• _Task item_
Without the images, set down each entry exactly.

=== Entries shown ===

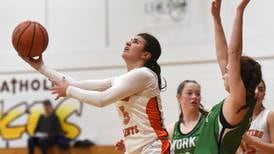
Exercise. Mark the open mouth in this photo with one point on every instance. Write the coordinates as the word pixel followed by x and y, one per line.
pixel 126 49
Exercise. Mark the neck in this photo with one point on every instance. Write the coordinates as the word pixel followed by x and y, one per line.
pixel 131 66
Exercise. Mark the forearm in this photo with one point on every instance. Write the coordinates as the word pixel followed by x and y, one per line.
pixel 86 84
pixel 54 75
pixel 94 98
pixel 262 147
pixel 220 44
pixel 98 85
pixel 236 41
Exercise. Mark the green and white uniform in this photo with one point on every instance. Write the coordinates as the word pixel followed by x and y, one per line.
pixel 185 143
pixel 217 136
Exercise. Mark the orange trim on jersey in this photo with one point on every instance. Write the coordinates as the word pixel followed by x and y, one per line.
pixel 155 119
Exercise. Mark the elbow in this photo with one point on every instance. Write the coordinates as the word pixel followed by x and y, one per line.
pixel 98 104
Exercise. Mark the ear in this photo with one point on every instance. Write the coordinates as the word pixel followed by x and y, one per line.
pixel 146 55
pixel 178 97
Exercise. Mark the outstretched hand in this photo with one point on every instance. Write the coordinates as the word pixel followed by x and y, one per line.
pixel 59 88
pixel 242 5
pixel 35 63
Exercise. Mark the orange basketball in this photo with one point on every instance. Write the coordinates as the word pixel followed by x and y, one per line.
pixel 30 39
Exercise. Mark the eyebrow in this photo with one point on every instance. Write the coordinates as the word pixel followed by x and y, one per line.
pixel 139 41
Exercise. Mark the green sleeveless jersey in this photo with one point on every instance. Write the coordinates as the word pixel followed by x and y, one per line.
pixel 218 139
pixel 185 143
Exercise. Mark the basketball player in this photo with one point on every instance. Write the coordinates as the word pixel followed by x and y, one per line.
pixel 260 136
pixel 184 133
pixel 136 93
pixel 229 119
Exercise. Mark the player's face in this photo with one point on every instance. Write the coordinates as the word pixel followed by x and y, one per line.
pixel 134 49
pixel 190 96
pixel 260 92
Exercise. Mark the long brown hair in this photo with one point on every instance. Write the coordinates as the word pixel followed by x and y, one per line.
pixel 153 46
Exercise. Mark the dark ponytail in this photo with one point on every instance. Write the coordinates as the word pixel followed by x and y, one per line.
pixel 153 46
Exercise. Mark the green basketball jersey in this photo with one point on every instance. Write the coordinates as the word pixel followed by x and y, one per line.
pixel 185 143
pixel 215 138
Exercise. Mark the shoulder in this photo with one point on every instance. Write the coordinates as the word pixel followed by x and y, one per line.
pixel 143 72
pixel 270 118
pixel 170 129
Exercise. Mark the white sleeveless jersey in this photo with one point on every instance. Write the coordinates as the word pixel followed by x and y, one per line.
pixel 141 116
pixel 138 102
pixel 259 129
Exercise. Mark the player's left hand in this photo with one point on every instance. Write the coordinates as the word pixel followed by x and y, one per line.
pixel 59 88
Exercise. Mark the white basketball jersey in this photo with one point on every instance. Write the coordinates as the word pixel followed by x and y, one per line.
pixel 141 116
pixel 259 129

===

• _Solution below_
Exercise. Mark the open mouth in this photo with one point on every instance. Write the coordinates as the word pixel followed by x and y, one per line.
pixel 126 49
Exercise. Mark the neck in this photo with one point on every instance. Write the coordinates as the word pixel followed by x and y, one per line.
pixel 131 66
Exercise. Mark the forearm in this photo with one point on every instance. Write the coordinates as the word pixel followed by x and y, one per line.
pixel 86 84
pixel 54 75
pixel 94 98
pixel 262 147
pixel 220 44
pixel 98 85
pixel 236 41
Exercise. Mark the green and white uniform in this photo with one point on every instance. Write the coordinates as the word pixel followed by x and y, one per line.
pixel 185 143
pixel 217 136
Exercise. Mark the orange trim on jersey in this photo with one point on every instance. Write the coordinates as the word pixel followed by x and y, one per line.
pixel 155 119
Exercise. Mark the elbow in this photo with one point on every instance. Write the coordinates as the word pixel followed by x and y, one per line.
pixel 98 104
Exercise. Mark the ear in this photo with one point on every instance. Write the coordinates as the word pixel followed by x and y, one per line.
pixel 146 55
pixel 178 97
Exercise. Mark the outstretched hand in this photo with one point on every instance. Write the coordinates as the word pixel followed by x and y, one per line.
pixel 59 88
pixel 242 5
pixel 35 63
Exercise. Mark the orange basketball in this photo with one point on every instance. Write the coordinates as the word pixel followed by x and y, one per line.
pixel 30 39
Exercise. Mark the eyebrow in this photo with one point on every instance. Write the coordinates as the word pixel followed by x and y, one per line.
pixel 139 41
Exercise. Mark the green sleeveless jersey in this photo with one point on every instance. Write the coordinates as the word pixel followed by x and y, one per line.
pixel 218 139
pixel 185 143
Exercise. Mark the basketball player in this photo with one point on every instance. Write the coordinates as the word pixel followed by x and y, one per line.
pixel 260 136
pixel 184 133
pixel 136 93
pixel 229 119
Exercise. Mark the player's face in this photo with one point on every instance. Write the coordinates as the word pixel followed by x and y, one per line.
pixel 134 49
pixel 190 96
pixel 260 92
Exercise. Mark the long brown hair in this photo with one point on every instance. Write the coordinates as the word pixel followed by x and y, one per line.
pixel 153 46
Exercise. Mark the dark ponytail in this photo with one point on every instance. Write the coordinates as the word pixel followed by x and y, one per line.
pixel 153 46
Exercise. Mark the green basketball jersey in this photo with one point on every instance. Write the coordinates as the word pixel followed by x and y, one per line.
pixel 185 143
pixel 215 138
Exercise. Mark the shoulder in this photo with one point on every instance. Write the coordinates as the word pixel followed by x and y, one per line.
pixel 143 72
pixel 270 118
pixel 170 129
Exercise. Mark the white sleeveless jersey in this photo with one point on every instance. Write the coordinates as the word pixel followed by x and y, one per line.
pixel 141 116
pixel 138 102
pixel 259 129
Exercise. Mark the player's left hand in this photo with one point on every instance. Write the coordinates as the word pixel followed by x and y, one per line.
pixel 59 88
Exercise. Mark the white basketball jersey in this photo with one point on every instance. Write the coordinates as the word pixel followed by x and y, one per line.
pixel 141 116
pixel 259 129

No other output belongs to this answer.